● WRITTEN TASK A:
Using the text on new fishing regulations, answer these:
(i) What does the text say is always changing?
(ii) What kind of fishing license do some states offer?
(iii) What is the stated purpose of adjusting bait restrictions?
● WRITTEN TASK B: Rewrite everything from "Depending on your" down to "of invasive species." in the fishing regulations text, renaming "crappie" as "walleye".
● WRITTEN TASK C: Summarize the text on new fishing regulations in two sentences.

● EXCERPTED TEXT:
Depending on your state, a new year probably means it is time for a new fishing license. And while you are at it, it is a good idea to pick up a copy of the new fishing regulations 2019. Fish populations and habitats are always changing so fishing regulations are likely to change too.
 

  1. Who.  Age requirements for fishing licenses could change. Some states even have a youth fishing license. If you travel, you’ll need to be up on what licenses are available to non-residents.
  2. What. Most new fishing regulations 2019, or previous years, are species specific.  For example, there may be a change in harvestable size of crappie for a certain lake. Or, if a muskie fishery is struggling the length or number allowed for possession may be reduced. New fishing regulations also may even adjust bait restrictions to help curb spread of invasive species.

(Extracted records)
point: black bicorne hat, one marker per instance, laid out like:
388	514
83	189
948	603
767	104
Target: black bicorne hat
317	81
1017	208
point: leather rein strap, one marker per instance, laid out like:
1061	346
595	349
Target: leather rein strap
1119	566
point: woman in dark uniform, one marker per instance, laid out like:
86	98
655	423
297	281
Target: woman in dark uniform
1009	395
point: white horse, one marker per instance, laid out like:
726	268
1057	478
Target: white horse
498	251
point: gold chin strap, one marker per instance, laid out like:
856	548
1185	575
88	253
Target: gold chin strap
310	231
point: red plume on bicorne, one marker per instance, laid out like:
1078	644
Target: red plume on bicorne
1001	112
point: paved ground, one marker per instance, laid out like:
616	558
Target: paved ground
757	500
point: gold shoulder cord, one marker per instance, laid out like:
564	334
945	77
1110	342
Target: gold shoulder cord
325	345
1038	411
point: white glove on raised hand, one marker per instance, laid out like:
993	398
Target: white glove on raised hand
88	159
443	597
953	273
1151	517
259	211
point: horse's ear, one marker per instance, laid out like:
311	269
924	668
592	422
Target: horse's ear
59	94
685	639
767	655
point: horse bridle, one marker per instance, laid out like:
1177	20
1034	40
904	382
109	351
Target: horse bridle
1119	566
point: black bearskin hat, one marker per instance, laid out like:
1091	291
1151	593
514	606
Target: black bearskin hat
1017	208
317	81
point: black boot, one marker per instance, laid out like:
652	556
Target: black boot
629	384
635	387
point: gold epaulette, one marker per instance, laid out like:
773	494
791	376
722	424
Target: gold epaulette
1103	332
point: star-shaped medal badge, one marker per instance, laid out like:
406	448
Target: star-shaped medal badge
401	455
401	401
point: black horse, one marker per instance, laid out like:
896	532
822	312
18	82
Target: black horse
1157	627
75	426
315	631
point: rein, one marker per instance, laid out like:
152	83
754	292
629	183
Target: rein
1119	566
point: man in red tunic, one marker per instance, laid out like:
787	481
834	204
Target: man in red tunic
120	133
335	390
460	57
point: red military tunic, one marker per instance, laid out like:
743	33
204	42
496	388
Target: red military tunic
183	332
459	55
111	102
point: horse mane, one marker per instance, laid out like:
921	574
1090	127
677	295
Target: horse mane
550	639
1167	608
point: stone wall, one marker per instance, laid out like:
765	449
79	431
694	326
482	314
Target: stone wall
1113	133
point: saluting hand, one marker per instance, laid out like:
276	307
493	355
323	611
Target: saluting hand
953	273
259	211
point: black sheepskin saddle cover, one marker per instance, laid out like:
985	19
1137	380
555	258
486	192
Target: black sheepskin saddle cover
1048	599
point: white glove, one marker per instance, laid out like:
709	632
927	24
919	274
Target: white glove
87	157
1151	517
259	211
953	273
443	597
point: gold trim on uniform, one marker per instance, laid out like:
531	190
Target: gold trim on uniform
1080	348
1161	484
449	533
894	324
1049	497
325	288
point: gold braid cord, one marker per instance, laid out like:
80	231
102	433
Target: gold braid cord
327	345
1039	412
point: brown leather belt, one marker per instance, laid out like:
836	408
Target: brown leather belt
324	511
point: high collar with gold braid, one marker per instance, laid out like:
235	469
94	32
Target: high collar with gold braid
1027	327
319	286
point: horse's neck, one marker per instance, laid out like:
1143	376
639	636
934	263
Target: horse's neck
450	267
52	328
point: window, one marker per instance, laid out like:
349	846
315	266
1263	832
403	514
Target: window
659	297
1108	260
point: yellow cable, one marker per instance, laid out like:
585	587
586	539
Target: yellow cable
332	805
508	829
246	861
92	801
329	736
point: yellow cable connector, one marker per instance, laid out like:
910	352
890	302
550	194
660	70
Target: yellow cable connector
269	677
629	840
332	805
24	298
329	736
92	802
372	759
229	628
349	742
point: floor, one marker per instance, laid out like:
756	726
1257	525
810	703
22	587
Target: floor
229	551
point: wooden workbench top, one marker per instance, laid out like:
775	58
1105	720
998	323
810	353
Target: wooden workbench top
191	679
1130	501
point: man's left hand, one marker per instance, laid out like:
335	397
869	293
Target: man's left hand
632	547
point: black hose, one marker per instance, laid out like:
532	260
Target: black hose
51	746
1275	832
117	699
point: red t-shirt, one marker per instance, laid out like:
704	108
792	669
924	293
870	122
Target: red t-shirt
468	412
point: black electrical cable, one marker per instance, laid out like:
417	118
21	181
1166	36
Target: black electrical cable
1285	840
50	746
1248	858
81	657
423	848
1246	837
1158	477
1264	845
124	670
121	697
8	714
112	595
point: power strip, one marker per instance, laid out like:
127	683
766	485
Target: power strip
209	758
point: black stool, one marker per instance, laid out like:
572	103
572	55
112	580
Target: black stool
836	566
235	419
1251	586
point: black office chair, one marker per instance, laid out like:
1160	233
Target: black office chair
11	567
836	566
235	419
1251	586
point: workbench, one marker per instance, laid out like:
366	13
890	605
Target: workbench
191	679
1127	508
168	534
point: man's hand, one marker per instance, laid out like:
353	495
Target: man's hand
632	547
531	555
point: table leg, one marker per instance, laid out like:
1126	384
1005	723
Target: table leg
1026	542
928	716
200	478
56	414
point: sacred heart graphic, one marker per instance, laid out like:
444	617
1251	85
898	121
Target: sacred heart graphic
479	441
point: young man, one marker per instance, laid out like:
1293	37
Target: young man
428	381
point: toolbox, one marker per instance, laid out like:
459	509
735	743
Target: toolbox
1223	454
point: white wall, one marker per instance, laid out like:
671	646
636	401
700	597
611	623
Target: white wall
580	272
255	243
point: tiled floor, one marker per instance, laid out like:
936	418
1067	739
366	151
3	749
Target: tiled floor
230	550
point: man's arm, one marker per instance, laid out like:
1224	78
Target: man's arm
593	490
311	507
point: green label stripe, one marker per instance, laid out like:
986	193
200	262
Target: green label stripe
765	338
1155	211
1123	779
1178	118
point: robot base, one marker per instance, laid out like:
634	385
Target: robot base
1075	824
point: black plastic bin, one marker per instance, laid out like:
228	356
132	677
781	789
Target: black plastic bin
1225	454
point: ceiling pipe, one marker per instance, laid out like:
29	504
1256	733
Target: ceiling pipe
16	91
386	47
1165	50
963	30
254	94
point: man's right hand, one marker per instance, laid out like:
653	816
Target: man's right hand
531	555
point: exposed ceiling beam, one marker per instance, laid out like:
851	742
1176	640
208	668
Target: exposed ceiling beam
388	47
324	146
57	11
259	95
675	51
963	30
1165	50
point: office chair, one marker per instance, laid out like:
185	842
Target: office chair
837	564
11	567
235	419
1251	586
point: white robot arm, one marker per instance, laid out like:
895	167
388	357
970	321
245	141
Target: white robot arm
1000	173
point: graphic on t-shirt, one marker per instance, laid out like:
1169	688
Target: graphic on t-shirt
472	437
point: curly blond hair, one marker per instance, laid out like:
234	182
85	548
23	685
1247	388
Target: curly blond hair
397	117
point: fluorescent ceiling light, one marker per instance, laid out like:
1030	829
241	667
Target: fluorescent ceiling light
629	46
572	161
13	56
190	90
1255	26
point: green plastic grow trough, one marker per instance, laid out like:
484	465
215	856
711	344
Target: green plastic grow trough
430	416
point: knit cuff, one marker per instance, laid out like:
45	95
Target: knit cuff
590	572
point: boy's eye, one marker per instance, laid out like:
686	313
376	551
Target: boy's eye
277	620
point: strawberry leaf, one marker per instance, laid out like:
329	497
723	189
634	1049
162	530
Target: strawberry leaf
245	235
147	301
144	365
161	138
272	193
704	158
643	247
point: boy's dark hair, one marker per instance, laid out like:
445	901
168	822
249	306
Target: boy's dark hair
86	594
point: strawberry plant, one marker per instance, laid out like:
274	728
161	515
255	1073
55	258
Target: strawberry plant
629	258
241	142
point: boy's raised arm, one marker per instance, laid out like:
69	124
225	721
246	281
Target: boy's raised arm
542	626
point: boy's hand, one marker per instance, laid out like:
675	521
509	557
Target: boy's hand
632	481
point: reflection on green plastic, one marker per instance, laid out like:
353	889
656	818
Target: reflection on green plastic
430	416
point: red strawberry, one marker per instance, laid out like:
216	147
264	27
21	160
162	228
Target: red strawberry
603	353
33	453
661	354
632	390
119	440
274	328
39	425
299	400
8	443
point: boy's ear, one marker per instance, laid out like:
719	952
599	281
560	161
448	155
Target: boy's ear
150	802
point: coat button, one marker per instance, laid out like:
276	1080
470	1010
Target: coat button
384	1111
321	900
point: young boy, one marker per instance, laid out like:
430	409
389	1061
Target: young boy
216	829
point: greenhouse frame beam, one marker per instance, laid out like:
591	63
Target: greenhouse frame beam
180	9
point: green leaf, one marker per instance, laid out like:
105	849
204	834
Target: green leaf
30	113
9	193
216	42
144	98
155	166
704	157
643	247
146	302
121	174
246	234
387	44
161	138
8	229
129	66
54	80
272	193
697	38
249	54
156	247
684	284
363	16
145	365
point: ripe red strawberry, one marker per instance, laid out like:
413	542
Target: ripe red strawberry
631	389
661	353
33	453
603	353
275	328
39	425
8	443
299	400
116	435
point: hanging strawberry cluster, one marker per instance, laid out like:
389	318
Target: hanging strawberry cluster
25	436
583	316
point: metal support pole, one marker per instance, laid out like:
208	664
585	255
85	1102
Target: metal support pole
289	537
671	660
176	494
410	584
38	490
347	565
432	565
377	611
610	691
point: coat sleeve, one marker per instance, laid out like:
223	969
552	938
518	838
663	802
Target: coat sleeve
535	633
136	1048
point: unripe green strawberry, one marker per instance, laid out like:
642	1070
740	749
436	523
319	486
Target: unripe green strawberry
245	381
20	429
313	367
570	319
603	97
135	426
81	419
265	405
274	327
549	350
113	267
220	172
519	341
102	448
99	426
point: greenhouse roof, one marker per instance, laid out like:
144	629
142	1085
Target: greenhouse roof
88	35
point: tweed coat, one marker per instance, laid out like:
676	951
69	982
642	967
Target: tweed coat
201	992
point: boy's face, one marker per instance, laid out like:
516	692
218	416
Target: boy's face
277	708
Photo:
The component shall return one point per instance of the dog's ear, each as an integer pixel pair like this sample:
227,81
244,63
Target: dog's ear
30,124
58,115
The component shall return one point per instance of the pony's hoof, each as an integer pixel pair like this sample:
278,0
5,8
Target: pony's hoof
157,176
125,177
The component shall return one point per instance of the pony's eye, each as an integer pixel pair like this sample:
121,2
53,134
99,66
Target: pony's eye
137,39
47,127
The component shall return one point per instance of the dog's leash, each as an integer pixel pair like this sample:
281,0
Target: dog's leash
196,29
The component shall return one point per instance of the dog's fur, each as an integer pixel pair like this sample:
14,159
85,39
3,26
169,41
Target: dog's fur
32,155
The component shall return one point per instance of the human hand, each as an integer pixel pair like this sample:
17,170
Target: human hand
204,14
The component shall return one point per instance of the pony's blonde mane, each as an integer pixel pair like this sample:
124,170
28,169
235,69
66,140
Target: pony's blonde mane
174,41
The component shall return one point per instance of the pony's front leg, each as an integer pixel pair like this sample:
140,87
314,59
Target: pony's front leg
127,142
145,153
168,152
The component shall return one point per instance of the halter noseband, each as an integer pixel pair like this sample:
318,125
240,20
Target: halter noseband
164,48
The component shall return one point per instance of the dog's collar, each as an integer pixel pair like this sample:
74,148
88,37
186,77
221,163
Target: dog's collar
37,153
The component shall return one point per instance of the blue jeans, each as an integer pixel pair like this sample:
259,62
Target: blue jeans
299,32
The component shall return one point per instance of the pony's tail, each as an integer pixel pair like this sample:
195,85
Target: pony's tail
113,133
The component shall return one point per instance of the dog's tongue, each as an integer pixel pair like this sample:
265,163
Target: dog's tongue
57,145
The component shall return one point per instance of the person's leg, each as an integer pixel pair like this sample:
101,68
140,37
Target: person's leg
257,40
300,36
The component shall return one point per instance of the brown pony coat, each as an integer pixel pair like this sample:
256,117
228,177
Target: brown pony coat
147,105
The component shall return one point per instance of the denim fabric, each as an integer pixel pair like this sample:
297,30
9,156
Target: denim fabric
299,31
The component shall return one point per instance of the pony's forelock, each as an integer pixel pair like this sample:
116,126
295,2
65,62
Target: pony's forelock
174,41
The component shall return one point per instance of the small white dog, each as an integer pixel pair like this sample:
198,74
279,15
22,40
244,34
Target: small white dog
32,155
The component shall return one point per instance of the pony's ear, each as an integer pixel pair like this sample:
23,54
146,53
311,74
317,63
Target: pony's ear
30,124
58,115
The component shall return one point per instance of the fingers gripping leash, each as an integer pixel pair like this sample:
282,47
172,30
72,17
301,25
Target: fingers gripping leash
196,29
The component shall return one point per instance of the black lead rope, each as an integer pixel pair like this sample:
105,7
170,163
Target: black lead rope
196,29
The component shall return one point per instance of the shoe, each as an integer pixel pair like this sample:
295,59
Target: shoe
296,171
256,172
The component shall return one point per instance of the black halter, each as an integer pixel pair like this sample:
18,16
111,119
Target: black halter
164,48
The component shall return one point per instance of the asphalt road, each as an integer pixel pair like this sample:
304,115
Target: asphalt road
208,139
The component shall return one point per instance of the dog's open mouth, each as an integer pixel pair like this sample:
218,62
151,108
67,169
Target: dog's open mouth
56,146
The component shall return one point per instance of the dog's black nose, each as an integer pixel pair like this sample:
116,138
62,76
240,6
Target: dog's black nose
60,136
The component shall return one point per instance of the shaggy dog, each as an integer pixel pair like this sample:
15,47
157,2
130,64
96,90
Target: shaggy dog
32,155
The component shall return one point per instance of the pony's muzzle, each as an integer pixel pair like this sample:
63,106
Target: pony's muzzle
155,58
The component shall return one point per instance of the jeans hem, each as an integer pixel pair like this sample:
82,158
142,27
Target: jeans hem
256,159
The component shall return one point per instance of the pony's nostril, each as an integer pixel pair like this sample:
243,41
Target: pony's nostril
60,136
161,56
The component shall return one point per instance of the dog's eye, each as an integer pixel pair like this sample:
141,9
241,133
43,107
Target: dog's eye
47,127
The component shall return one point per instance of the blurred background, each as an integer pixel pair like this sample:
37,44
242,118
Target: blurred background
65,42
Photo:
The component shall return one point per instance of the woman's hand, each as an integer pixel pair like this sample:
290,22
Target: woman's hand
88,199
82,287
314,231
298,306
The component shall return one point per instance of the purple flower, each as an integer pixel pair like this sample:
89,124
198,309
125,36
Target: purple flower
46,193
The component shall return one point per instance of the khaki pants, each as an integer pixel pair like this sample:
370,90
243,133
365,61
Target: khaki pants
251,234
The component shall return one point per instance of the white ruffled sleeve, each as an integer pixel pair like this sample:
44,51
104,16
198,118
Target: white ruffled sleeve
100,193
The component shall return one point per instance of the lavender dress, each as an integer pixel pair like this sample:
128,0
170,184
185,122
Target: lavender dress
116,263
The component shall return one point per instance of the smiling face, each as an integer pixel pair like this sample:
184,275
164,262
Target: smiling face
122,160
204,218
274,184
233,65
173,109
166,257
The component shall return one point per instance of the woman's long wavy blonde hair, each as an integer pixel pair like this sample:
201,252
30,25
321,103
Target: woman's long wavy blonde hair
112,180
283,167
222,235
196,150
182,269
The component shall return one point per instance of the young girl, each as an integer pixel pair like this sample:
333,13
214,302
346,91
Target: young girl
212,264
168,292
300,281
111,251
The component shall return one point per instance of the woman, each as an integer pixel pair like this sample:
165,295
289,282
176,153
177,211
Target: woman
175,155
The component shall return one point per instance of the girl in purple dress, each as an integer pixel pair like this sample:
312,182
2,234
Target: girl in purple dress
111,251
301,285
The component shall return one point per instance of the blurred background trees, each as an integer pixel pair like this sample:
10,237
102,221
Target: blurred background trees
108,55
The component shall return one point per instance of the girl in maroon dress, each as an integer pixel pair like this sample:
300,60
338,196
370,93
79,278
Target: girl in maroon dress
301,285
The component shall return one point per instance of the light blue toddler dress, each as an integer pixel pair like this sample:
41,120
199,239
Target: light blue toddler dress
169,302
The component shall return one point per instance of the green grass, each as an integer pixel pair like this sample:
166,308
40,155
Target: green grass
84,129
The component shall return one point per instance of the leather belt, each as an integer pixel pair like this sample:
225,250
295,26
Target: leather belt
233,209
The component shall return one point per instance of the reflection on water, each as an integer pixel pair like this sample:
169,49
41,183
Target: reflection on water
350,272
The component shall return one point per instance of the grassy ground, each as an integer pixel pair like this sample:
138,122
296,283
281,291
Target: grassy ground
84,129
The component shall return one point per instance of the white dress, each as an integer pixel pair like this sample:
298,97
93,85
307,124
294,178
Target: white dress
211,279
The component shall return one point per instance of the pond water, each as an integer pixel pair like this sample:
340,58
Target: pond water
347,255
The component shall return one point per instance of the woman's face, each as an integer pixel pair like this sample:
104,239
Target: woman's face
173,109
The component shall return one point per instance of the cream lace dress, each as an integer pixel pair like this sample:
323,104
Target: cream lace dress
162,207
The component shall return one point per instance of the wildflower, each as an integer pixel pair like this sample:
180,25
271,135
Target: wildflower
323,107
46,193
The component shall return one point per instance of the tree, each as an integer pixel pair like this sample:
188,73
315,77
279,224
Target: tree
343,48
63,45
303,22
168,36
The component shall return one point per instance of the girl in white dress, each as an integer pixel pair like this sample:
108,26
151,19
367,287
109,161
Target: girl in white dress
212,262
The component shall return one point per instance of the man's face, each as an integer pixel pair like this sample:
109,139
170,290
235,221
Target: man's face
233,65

● PROBLEM SOLUTION A:
(i) Fish populations and habitats.
(ii) A youth fishing license.
(iii) To help curb the spread of invasive species.

● PROBLEM SOLUTION B:
Depending on your state, a new year probably means it is time for a new fishing license. And while you are at it, it is a good idea to pick up a copy of the new fishing regulations 2019. Fish populations and habitats are always changing so fishing regulations are likely to change too.
 

  1. Who.  Age requirements for fishing licenses could change. Some states even have a youth fishing license. If you travel, you’ll need to be up on what licenses are available to non-residents.
  2. What. Most new fishing regulations 2019, or previous years, are species specific.  For example, there may be a change in harvestable size of walleye for a certain lake. Or, if a muskie fishery is struggling the length or number allowed for possession may be reduced. New fishing regulations also may even adjust bait restrictions to help curb spread of invasive species.

● PROBLEM SOLUTION C: A new year may mean a new fishing license and a copy of the new 2019 fishing regulations, which are likely to change because fish populations and habitats are always changing. Age requirements for licenses could change, and most new regulations are species specific, such as changes to harvestable size or possession limits, and may also adjust bait restrictions to help curb the spread of invasive species.